→ **Exercise data**:
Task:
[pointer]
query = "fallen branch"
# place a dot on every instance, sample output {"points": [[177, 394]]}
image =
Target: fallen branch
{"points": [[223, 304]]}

→ **Work item**: The data above needs retyping. Reproduce each line exactly.

→ **Result for this task**:
Task:
[pointer]
query = "fallen branch"
# place a dot on every instance, sample output {"points": [[177, 394]]}
image =
Target: fallen branch
{"points": [[223, 304]]}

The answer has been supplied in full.